RE: Re: Open Source Licensing

From: I.R.Maturana <irm[_at_]in3activa.com>
Date: Fri, 29 Aug 2003 11:30:40 -0400

> > Given a license from the author: who is the owner of
> > a derived work?
>
> Absent a contract saying otherwise, the author of the
> derivative work is the owner of the derivative work.
> His rights may be limited by the
> terms of the license he received from the original author.
> /Larry Rosen

Your answer implies that a contract may override the licensee's rights on a derivative work.

However, the only references I found in Code and Treaties are that a licensee cannot make prejudice on the licensor rights. This is the formula, and the reason (given in the same texts) is that both licensor and licensee, are equally authors, and are equally protected by (C) Laws, on their respective versions.

I think this makes difference: only the Law may restrict rights. Is there any reference, even in US Code law, stating that a license may restrict the rights of licensees ?

IMHO, if a license really tries to limit the rights of licensees, then the license is not enforceable.
The holder of a derivative work is not a simply user, but an author with the same rights than the licensor rigths.

If a license try to restrict the rights of another author, this would be infringement... ?! :)

I agree to say that my argument is somehow theoretical. It is theoretical because the license is royalty-free. However, it is interesting to observe that this kind of infringement would only occur in some licenses who are reciprocal, or viral. Even if I share and strongly support the trend of open license(s), I believe some of them raise very important questions, and we need to go deeper on their issues.

Point-per-instance localization data:
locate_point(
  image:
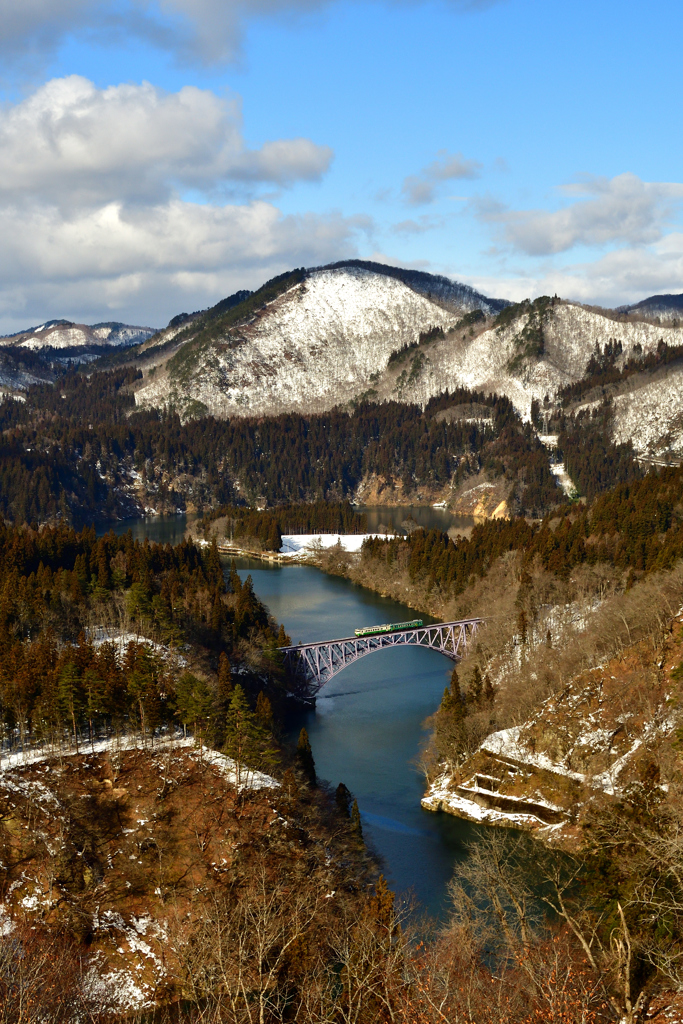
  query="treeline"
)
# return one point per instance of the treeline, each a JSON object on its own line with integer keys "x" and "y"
{"x": 267, "y": 526}
{"x": 88, "y": 631}
{"x": 592, "y": 459}
{"x": 636, "y": 526}
{"x": 78, "y": 456}
{"x": 601, "y": 369}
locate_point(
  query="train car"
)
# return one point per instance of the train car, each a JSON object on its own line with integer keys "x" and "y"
{"x": 370, "y": 631}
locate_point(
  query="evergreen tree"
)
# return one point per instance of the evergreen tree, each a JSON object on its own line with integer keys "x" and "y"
{"x": 71, "y": 696}
{"x": 264, "y": 712}
{"x": 246, "y": 741}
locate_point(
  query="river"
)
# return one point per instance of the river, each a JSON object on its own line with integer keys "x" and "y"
{"x": 367, "y": 729}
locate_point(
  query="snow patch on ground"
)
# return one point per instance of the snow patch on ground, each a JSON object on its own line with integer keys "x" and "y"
{"x": 295, "y": 544}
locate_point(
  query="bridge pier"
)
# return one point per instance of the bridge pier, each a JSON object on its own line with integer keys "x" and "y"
{"x": 318, "y": 663}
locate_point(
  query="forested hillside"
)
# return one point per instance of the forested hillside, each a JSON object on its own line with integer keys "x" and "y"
{"x": 79, "y": 450}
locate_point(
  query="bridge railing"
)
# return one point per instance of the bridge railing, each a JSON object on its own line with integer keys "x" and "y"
{"x": 319, "y": 662}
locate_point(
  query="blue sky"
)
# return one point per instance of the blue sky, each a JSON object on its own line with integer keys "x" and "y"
{"x": 154, "y": 159}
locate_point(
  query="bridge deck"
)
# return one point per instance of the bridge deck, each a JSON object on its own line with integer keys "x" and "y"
{"x": 376, "y": 636}
{"x": 318, "y": 662}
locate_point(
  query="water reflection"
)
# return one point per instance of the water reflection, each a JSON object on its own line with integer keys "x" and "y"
{"x": 382, "y": 516}
{"x": 367, "y": 729}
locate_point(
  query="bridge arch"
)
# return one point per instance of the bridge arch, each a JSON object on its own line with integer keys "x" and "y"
{"x": 318, "y": 663}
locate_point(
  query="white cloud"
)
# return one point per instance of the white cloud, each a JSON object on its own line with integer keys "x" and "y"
{"x": 205, "y": 31}
{"x": 619, "y": 278}
{"x": 73, "y": 142}
{"x": 94, "y": 209}
{"x": 145, "y": 263}
{"x": 623, "y": 209}
{"x": 421, "y": 188}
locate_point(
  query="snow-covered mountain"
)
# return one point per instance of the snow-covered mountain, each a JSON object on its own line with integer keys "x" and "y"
{"x": 663, "y": 307}
{"x": 333, "y": 335}
{"x": 62, "y": 334}
{"x": 321, "y": 342}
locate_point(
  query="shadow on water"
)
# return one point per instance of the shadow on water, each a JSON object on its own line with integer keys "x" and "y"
{"x": 368, "y": 728}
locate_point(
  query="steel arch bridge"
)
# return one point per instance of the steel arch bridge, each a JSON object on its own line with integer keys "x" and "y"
{"x": 317, "y": 663}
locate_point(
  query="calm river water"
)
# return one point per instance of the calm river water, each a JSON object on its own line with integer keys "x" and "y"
{"x": 367, "y": 729}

- WHAT THIS TASK INVOLVES: In the open source licensing message, what reason does the writer give for calling the argument theoretical?

- PROBLEM SOLUTION: The license is royalty-free.